EXTRACTED TEXT ::
Peter Bond
The phrase fantasy of separation was coined to draw attention to an obstacle to sustainable development—the mistaken belief that we are separate from the biosphere (Nichols and Seeley, undated). Living this fantasy means we don’t recognise ourselves as part of Nature, as biological entities, nor as the last representatives of the hominid species.
I wish to explore here the impact of removing this obstacle on our understanding and teaching of enterprise and innovation as a precondition for truly sustainable development. I begin with a simple model of organism and environment relationships I will call the organism-medium system (O-MS) which was developed independently by a psychologist Timo Järvilehto (1998), and two biologists, Humberto Maturana (e.g., 1997) and Francisco Varela.
The O-MS is a single unit of analysis and acts as the basis of a mechanism for explaining living systems behaviour. For brevity’s sake, I will treat the medium as a niche, that part of the biosphere we engage with directly constituted by: i) materials we consume; ii) others of our kind and; iii) other organisms with which we have a symbiotic or mutually supportive relationship as part of a network of life. The model highlights a reciprocal relationship between the organism and its niche. Persistence of an organism over time indicates it has maintained fitness with it. Evidence an organism has evolved implies it has co-evolved with its niche, so maintaining the integrity of the organism-medium system. This, we might say, is the normal situation, but there is something extraordinary about the evolution of the Human Organism-Medium System (HO-MS), which might explain the Western world’s widespread belief in the fantasy of separation.

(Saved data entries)
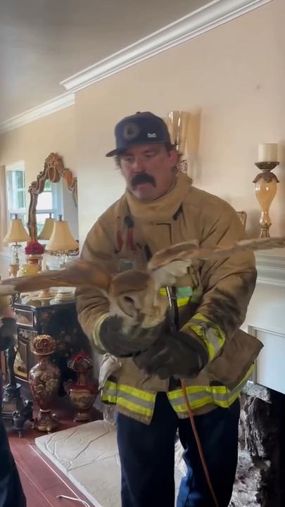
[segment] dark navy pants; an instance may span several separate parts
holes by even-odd
[[[227,507],[236,474],[239,401],[229,408],[197,415],[195,422],[219,507]],[[178,429],[187,474],[177,507],[213,507],[190,421],[179,419],[165,393],[158,393],[150,425],[117,414],[122,470],[122,507],[173,507],[175,441]]]
[[[0,416],[0,507],[26,507],[26,505],[19,474]]]

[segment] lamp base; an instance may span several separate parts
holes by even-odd
[[[15,263],[9,265],[9,278],[15,278],[19,270],[20,265]]]

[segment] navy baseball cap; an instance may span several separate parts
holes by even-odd
[[[115,127],[116,147],[106,154],[114,156],[128,148],[148,143],[171,143],[166,123],[153,113],[136,113],[122,118]]]

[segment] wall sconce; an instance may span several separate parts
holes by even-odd
[[[178,168],[185,174],[188,173],[188,163],[185,156],[187,142],[188,130],[189,125],[190,113],[182,111],[172,111],[168,113],[165,121],[170,134],[172,144],[175,144],[182,158],[178,164]]]
[[[271,171],[279,165],[278,144],[263,143],[258,145],[258,161],[255,165],[261,170],[253,180],[256,198],[261,208],[259,220],[260,237],[270,237],[271,220],[269,215],[270,205],[275,197],[279,180]]]

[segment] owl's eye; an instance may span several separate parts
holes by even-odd
[[[134,299],[130,298],[129,296],[124,296],[124,299],[126,303],[134,303]]]

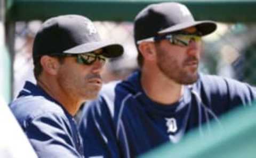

PROBLEM TO SOLVE ::
Answer these questions from the text on the fantasy of separation:
1. What mistaken belief does the phrase "fantasy of separation" point to?
2. Which psychologist developed the organism-medium system independently?
3. What three things make up the niche?
None of these items is needed for the work.

EXERCISE RESULT ::
1. The belief that we are separate from the biosphere.
2. Timo Järvilehto.
3. The materials we consume, others of our kind, and other organisms with which we have a symbiotic or mutually supportive relationship as part of a network of life.